Begin

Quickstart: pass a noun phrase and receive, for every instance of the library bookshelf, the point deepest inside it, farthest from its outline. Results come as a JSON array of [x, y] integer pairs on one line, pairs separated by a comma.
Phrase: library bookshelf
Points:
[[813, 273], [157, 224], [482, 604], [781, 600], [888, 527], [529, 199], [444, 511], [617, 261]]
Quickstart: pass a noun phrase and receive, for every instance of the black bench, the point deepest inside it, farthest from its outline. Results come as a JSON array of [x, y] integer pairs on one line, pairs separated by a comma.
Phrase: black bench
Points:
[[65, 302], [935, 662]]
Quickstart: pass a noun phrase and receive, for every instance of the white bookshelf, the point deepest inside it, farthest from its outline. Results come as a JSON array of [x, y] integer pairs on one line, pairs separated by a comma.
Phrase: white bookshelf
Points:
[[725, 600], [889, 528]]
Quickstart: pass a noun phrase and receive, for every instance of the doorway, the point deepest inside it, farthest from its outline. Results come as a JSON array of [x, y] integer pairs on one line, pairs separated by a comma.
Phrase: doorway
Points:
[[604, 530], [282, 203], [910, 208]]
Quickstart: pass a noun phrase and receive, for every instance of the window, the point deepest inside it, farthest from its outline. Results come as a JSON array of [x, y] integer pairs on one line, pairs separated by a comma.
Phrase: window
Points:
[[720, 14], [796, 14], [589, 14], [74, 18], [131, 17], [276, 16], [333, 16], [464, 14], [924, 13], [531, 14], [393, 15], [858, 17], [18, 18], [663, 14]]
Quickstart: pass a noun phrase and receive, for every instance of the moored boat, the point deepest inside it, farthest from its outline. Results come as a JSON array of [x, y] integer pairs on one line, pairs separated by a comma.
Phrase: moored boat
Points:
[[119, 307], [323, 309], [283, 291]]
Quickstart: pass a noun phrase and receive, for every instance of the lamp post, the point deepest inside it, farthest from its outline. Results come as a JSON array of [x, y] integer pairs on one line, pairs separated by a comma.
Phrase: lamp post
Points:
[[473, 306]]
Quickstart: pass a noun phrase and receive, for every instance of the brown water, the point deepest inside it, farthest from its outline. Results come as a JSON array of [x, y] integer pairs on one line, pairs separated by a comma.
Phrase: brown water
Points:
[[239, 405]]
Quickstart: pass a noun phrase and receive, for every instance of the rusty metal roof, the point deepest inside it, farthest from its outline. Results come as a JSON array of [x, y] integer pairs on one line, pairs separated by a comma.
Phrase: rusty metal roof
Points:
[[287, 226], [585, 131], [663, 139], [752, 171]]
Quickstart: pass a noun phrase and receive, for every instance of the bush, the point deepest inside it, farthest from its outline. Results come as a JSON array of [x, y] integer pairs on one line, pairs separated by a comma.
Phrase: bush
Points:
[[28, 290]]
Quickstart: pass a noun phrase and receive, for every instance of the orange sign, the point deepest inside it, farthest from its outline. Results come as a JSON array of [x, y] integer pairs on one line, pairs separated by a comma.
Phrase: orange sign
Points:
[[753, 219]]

End

(SET EXERCISE):
Write out all the data again, exactly as it appears.

(FINISHED TASK):
Quickstart: pass a noun phrase and receive, for every instance of the library bookshelf, the point deepest inside it, farthest from its outline. Results come as a JSON array of [x, y] integer pairs on one line, pairs separated by a comma.
Phrase: library bookshelf
Points:
[[813, 273], [157, 224], [482, 604], [781, 600], [888, 527], [529, 199], [444, 511], [617, 261]]
Quickstart: pass a noun phrase and receive, for every instance of the black bench, the point deepest inside it, farthest from its outline. Results come as a JSON array of [x, y] integer pairs on one line, pairs separated by a comma.
Phrase: black bench
Points:
[[65, 302], [935, 662]]
Quickstart: pass a noun phrase and receive, for every instance of the white bookshelf, the point deepest inside it, farthest from its outline. Results come as a JSON array of [x, y] integer pairs on one line, pairs separated by a comma.
Phrase: white bookshelf
Points:
[[725, 600], [889, 528]]
Quickstart: pass a noun phrase and receive, for every instance of the doorway, the point deepest inside it, farthest from its outline. Results come as a JSON array of [x, y] integer pairs on one line, pairs separated by a comma.
Phrase: doorway
Points:
[[604, 530], [282, 203], [910, 208]]
Quickstart: pass a noun phrase and receive, for every instance of the window, the point deepest inside it, farthest from its outline. Results come as a JSON array of [x, y] integer pairs on one line, pairs separated by a comma.
Phrase: window
Points:
[[720, 14], [796, 14], [589, 14], [74, 18], [131, 17], [276, 16], [333, 16], [464, 14], [924, 13], [531, 14], [393, 15], [858, 17], [18, 18], [663, 14]]
Quickstart: pass a noun phrase and receive, for every instance of the moored boat, the point deepest inside it, farthest from its outline. Results come as a JSON array of [x, y] integer pairs on one line, pairs separated by a comma.
Phrase: moored boat
Points:
[[119, 307], [323, 309], [283, 291]]
Quickstart: pass a noun phrase and receive, for every instance of the lamp post, the point deepest inside it, farthest from its outline. Results come as a JSON array of [x, y] integer pairs on one line, pairs separated by a comma.
Phrase: lamp post
Points:
[[473, 306]]
Quickstart: pass a noun phrase and receive, for every instance of the brown water, the point deepest inside it, farthest from its outline. Results come as a JSON array of [x, y] integer pairs on one line, pairs separated by a comma.
Phrase: brown water
Points:
[[239, 405]]
Quickstart: pass a noun phrase and receive, for every instance of the rusty metal roof, the point deepest inside it, farthest from its outline. Results come as a JSON array of [x, y] integer pairs on one line, pairs separated by a comma.
Phrase: rusty metal roof
Points:
[[287, 226], [585, 131], [663, 139], [752, 171]]
Quickstart: pass a noun phrase and receive, for every instance of the bush, the point deepest inside it, farthest from its outline. Results come as a JSON array of [x, y] integer pairs on one line, pairs separated by a comma.
Phrase: bush
Points:
[[28, 290]]
Quickstart: pass a noun phrase and receive, for every instance of the orange sign, the point deepest inside it, farthest from its outline. Results come as a JSON array of [x, y] integer pairs on one line, pairs separated by a comma.
Phrase: orange sign
Points:
[[753, 219]]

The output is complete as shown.